## QUOTED PASSAGE
## start

# Which remote control decoy?



## LeadHead

Now that my new e-caller is here (Alpha Dogg), what decoys are available that plug in to be used with the remote control? So far the Foxpro Black Jack is the main one that I've found, but was hoping for a better selection. Personal experiences would be welcome.


----------



## 220swift

None that I'm aware of yet. Primos was supposed to release one but I've not seen it yet.


----------



## LeadHead

After reading about different decoys there are 2 models I'm particularly leaning towards. The Foxpro Black Jack and the Primos Sit N Spin. The main reason for buying the Black Jack would be because it can be plugged in to my Alpha Dogg and controlled remotely, which would be nice so that it's not drawing attention while setting up. A common complaint, however, appears to be the lack of ruggedness when trying to stick it into hard or frozen ground.
The Sit N Spin does not offer remote capability (a real minus IMO) but it seems to have more satisfied users in regards to being well built. Do any of you guys have educated opinions on these, or yet another option? The Mojo Critter looks interesting but doesn't appear to be easily packed into a knap sack.


----------



## prairiewolf

I have the sit-n-spin and like it very much it packs very small (fits in the turkey box call pouch in my vest) and if you want a longer stake just get a small piece of all thread and a coupler nut and you can double the length. The adjustable speed is the best part.


----------



## LeadHead

So, you don't think it's a big deal not to be able to control it remotely?


----------



## prairiewolf

No, I dont.

On a decoy I think it should run all the time, you may have it turned off just when a coyote is looking that way and then it isnt doing any good.


----------



## LeadHead

Good point.


----------



## prairiewolf

Another plus, walmart sells them for $19.99


----------



## LeadHead

As for movement (or lack thereof), I've been very dissatisfied with rabbit decoys such as the Quiver Critter or Featherflex Rigor Rabbit. They just don't exhibit much movement at all, especiallly the Rigor Rabbit. Looking for something a bit more eye-catching.


----------



## LeadHead

Hmmm, it's sounding even better.


----------



## LeadHead

I wonder if that's a local price for you? They're $29.97 online.


----------



## prairiewolf

I dont know, I think its on sell, I was just there a few days ago. But Weasel had one for sell on here for around $25 he may still have it.


----------



## Paul-e

I'm a little late on this thread but, Natchez Shooters Supplies (800)251-7839, has the best price I've found on the Sit n Spin. $22.99 Be sure and call in for it and request it to be shipped USPS instead of UPS. On-line orders can only go UPS and shipping runs over $17. (US Postal Service cost around $7) I looked everywhere around by me and no stores have these decoys on hand. The worst thing I've found about this decoy so far is, the name. Slightly awkward walking in to a dozen places asking for a Sit n Spin!

## end

## AIM 1
Does each statement agree with the decoy thread? Answer yes or no for each, and quote the words from the thread that decide it.
(a) The Sit N Spin can be plugged into the Alpha Dogg and controlled remotely.
(b) prairiewolf says the Sit N Spin packs small enough to fit in a vest pouch.
(c) Online orders from Natchez Shooters Supplies can be shipped by USPS.
## AIM 2
Pick up the decoy thread after its last post and continue it.
The rows have no connection to the decoy thread.

## DATASET ROWS
## start

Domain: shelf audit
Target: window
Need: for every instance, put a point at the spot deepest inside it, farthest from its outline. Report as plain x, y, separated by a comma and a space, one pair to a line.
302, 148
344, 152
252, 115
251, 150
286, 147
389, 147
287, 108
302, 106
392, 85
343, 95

## end
## start

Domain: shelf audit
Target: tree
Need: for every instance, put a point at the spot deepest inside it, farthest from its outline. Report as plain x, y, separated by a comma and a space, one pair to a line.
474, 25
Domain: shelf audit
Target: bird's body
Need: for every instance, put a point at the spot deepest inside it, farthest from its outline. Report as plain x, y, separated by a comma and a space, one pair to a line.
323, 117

## end
## start

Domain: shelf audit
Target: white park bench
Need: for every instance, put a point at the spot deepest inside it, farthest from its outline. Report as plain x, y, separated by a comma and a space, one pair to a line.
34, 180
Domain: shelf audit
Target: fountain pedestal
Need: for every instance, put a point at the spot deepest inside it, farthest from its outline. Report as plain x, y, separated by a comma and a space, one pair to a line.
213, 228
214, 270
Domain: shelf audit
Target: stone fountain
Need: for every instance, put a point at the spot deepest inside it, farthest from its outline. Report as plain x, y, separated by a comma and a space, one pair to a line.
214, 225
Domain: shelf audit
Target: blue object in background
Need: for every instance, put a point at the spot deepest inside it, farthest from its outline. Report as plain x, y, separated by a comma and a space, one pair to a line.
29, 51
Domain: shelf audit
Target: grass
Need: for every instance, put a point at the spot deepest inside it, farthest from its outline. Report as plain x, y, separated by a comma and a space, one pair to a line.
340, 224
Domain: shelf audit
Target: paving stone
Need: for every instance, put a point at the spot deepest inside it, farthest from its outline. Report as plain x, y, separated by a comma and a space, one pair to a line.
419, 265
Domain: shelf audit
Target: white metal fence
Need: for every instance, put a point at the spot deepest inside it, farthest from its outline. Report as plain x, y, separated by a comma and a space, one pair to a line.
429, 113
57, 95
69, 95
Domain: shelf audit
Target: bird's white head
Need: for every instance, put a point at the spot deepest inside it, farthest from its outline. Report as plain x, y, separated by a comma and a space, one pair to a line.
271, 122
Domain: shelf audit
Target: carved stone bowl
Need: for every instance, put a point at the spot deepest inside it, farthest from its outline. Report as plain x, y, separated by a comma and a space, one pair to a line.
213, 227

## end

## EXERCISE ANSWER 1
(a) No: "The Sit N Spin does not offer remote capability"
(b) Yes: "fits in the turkey box call pouch in my vest"
(c) No: "On-line orders can only go UPS"

## EXERCISE ANSWER 2
----------



## Rick Howard

I have used a mojo critter. It is a nice decoy. I rarely use it though. My concern is setting it up where they can see it.... lends it self to them seeing me too.


----------



## LeadHead

Dirty, that has been my concern exactly.


----------



## prairiewolf

A decoy will bring them in closer and I have watched them stay locked on the decoy and come in straight downwind. I think a coyote that hears a distress call and then sees something he thinks is hurt, kinda forgets the wind and comes in, this is also stated in the research the charles shawley wrote. It states that if a coyote thinks something is up he for sure will use his nose and try to get downwind, but if you can fool him a little he might just come straight in.


----------



## Rick Howard

I see the advantage Ed. I just have an issue with getting it deployed with minimal risk of getting busted. They need to make something you can just toss out from your concealed position..... wait.... patent pending. LOL


----------



## prairiewolf

I guesss you could duct tape the sit-n-spin to a spear and then throw it where you want. LOL


----------



## Rick Howard

Perfect! I was thinking about a remote control pickup truck. Paint it camo. Put the decoy in the back. And drive the little buggy right out there. LOL

http://www.toysrus.com/product/index.jsp?productId=11683155


----------



## prairiewolf

Dont just drive it out there, put a bunny suit on the truck with a remote speaker in the bed and run it around in circles !! LOL


----------



## Rick Howard

Ed I think we just became millionaires. What shall we call it?


----------



## prairiewolf

As we think of a name there will be hundreds filing for patents LOL


----------



## Rick Howard

LMAO.... probably


----------



## prairiewolf

It would be cool to see a coyote chasing a remote bunny running in circles LMAO !!


----------



## Rick Howard

LOL I am looking at RC cars now.


----------



## fr3db3ar

There are people who do that with the RC cars. I've seen a few videos. I just got a fox jack 2 for my spitfire. Hopefully I'll get to try that out soon. Before this I've been using the MOJO critter. I've been happy with it except that it means I need to carry more batteries and I don't care much for using it in grass where it gets all wound up if I don't clear a spot for it.

Plus, now I'll be able to set both my caller and decoy up on one small tripod


----------



## Rick Howard

Thanks Fred I will have to check out those videos. Do you remember where you saw them? I like the idea of a decoy/caller. Having the sound and the visual in the same place seems logical.


----------



## fr3db3ar

Just some links to youtube. It's been a while. I would bet a "RC decoy or remote car decoy" would bring some results.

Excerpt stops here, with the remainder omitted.